# [Supplied material]
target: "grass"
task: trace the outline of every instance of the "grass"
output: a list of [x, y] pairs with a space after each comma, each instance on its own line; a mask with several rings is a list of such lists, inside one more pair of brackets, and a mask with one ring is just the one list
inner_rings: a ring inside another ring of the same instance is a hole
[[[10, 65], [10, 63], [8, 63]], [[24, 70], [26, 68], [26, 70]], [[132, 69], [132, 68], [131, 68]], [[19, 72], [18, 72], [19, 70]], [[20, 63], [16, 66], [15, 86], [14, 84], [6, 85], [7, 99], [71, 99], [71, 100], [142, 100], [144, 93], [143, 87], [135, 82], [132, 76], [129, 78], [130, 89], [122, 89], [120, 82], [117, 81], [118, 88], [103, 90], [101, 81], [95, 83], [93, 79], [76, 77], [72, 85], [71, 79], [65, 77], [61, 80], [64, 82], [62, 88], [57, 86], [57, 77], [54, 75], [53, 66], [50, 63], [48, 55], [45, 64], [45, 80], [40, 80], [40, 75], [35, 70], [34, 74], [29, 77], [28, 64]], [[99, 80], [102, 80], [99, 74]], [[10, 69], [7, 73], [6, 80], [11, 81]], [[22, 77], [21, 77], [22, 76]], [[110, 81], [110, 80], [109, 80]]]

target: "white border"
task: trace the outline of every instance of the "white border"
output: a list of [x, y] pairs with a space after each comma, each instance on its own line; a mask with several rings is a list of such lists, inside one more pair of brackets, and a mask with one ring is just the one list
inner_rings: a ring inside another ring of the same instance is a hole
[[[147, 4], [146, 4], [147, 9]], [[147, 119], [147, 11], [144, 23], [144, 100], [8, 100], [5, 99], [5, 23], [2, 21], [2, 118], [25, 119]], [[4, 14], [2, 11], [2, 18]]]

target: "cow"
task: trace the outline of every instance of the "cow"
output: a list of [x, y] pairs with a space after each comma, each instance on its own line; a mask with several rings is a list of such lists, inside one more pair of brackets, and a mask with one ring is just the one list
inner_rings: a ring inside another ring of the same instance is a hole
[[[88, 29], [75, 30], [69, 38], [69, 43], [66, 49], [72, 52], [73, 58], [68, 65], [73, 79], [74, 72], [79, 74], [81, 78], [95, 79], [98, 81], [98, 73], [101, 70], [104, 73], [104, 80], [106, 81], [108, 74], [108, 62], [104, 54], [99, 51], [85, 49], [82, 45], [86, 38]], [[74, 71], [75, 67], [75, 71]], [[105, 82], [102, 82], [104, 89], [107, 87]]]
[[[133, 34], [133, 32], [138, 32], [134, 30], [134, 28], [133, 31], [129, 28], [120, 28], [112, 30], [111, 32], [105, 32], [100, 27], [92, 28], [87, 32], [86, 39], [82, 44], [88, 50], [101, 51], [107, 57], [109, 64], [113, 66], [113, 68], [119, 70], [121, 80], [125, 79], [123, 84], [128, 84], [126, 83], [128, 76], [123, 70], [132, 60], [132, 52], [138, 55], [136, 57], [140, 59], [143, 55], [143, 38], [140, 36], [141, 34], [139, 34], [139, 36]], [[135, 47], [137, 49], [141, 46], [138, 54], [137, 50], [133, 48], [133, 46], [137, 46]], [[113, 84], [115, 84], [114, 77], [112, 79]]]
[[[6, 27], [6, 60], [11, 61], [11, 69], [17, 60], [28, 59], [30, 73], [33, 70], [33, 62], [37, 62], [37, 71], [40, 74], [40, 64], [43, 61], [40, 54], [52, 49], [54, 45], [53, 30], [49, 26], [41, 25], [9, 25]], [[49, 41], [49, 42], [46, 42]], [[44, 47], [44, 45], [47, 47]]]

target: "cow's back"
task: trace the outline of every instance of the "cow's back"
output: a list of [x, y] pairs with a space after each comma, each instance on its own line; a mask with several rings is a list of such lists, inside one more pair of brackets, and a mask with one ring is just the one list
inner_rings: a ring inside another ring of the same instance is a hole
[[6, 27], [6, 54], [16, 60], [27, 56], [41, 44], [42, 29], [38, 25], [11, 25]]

# [Given exercise]
Copy all of the data above word for word, keeping every line, bracket, comma, and number unchanged.

# [Task solution]
target: "grass"
task: trace the outline of every instance of the "grass"
output: a list of [x, y] pairs with a space after each comma, each instance on its own line; a mask with several rings is a list of such lists, inside one more pair of brackets, and a mask with one ring is just the one list
inner_rings: a ring inside another ring of the same instance is a hole
[[[10, 65], [10, 63], [8, 63]], [[24, 70], [26, 68], [26, 70]], [[132, 69], [132, 68], [131, 68]], [[19, 72], [18, 72], [19, 70]], [[20, 63], [16, 66], [15, 86], [14, 84], [6, 85], [7, 99], [71, 99], [71, 100], [142, 100], [144, 93], [143, 87], [135, 82], [132, 76], [129, 78], [130, 89], [122, 89], [120, 82], [117, 81], [118, 88], [103, 90], [101, 81], [95, 83], [93, 79], [76, 77], [72, 85], [71, 79], [65, 77], [61, 80], [64, 82], [62, 88], [57, 86], [57, 77], [54, 75], [53, 66], [50, 63], [48, 55], [45, 64], [45, 80], [40, 80], [40, 75], [35, 70], [34, 74], [29, 77], [28, 64]], [[99, 80], [102, 80], [99, 74]], [[10, 69], [7, 73], [6, 80], [11, 81]], [[22, 77], [21, 77], [22, 76]], [[110, 81], [110, 80], [109, 80]]]

target: "white border"
task: trace the outline of every instance of the "white border"
output: a list of [x, y] pairs with a space after each comma, each instance on its own line; a mask with several rings is a list of such lists, inside one more pair of brackets, and a mask with one ring is just the one list
inner_rings: a ring inside another ring of the same instance is a hole
[[[147, 4], [146, 4], [147, 9]], [[147, 119], [147, 11], [144, 23], [144, 100], [8, 100], [5, 99], [5, 23], [2, 21], [2, 118], [25, 119]], [[4, 14], [2, 11], [2, 18]]]

target: "cow"
task: trace the outline of every instance of the "cow"
output: a list of [x, y] pairs with a space after each comma, each instance on its own line; a mask with several rings is a list of such lists, inside one more pair of brackets, and a mask with one ring is just the one list
inner_rings: a ring inside another ring of the same instance is a hole
[[[88, 29], [75, 30], [69, 38], [69, 43], [66, 49], [72, 52], [73, 58], [68, 65], [73, 79], [74, 72], [79, 74], [81, 78], [95, 79], [98, 81], [98, 73], [101, 70], [104, 73], [104, 80], [106, 81], [108, 74], [108, 62], [104, 54], [99, 51], [85, 49], [82, 45], [86, 38]], [[74, 71], [75, 67], [75, 71]], [[105, 82], [102, 82], [104, 89], [107, 87]]]
[[[133, 34], [133, 32], [138, 32], [134, 30], [134, 28], [133, 31], [129, 28], [120, 28], [112, 30], [111, 32], [105, 32], [100, 27], [92, 28], [87, 32], [86, 39], [82, 44], [88, 50], [101, 51], [107, 57], [109, 64], [113, 66], [113, 68], [119, 70], [121, 80], [125, 79], [123, 84], [128, 84], [126, 83], [128, 76], [123, 70], [132, 60], [132, 52], [138, 55], [136, 57], [140, 59], [143, 55], [143, 38], [140, 36], [141, 34], [139, 34], [139, 36]], [[135, 47], [137, 49], [141, 46], [138, 54], [137, 50], [133, 48], [133, 46], [137, 46]], [[113, 84], [115, 84], [114, 77], [112, 79]]]
[[[6, 27], [6, 60], [11, 61], [11, 69], [17, 60], [28, 59], [30, 73], [33, 70], [33, 62], [37, 62], [37, 71], [40, 74], [40, 64], [43, 61], [40, 54], [52, 49], [54, 45], [53, 30], [49, 26], [41, 25], [9, 25]], [[49, 41], [49, 42], [46, 42]], [[44, 47], [44, 45], [47, 47]]]

target: "cow's back"
task: trace the outline of every instance of the "cow's back"
output: a list of [x, y] pairs with a space after each comma, each instance on its own line; a mask with several rings is a list of such lists, inside one more pair of brackets, and a mask with one ring is just the one list
inner_rings: a ring inside another ring of the same instance is a hole
[[6, 27], [6, 54], [16, 60], [27, 56], [41, 44], [42, 29], [38, 25], [11, 25]]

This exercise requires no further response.